[Referring expression pointing data]
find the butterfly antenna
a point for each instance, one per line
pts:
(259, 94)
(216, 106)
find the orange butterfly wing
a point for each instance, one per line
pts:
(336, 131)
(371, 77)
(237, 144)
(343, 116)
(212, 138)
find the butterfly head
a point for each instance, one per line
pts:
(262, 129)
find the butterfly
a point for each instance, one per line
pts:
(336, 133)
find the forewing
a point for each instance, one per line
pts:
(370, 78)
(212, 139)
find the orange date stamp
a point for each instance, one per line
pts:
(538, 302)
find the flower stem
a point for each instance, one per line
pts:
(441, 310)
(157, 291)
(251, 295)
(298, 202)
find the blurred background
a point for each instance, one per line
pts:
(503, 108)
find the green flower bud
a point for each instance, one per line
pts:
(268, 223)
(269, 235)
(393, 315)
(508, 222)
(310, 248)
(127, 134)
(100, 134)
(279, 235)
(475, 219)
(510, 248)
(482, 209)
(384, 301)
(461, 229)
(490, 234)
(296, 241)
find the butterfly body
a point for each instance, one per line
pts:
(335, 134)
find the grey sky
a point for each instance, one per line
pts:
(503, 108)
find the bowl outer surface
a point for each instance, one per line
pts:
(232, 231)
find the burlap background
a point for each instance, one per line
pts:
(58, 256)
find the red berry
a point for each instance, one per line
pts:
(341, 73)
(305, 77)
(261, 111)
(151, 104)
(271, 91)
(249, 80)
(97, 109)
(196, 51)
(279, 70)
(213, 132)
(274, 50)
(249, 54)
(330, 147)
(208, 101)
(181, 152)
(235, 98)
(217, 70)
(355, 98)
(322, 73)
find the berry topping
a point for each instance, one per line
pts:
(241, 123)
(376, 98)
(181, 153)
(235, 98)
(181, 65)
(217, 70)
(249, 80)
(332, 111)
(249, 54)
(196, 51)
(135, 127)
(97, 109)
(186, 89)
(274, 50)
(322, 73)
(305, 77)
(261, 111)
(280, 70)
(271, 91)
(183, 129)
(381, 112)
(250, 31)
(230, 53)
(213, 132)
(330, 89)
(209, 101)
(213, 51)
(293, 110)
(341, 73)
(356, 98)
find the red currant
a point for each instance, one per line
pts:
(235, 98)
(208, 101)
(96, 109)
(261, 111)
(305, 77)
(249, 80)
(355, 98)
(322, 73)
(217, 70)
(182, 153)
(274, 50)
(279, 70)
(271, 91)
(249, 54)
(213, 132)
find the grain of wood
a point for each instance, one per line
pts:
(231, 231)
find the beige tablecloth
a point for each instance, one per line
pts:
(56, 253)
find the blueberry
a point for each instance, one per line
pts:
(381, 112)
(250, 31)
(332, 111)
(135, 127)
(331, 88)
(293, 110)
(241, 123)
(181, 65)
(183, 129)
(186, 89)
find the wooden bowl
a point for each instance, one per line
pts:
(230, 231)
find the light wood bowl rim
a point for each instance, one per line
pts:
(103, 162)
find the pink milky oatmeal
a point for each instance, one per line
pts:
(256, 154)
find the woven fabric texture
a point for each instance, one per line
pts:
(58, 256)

How to complete this task:
Nothing but the lines with "background" should be returned, copied from the entries above.

Response box:
find the blurred background
find the burlap background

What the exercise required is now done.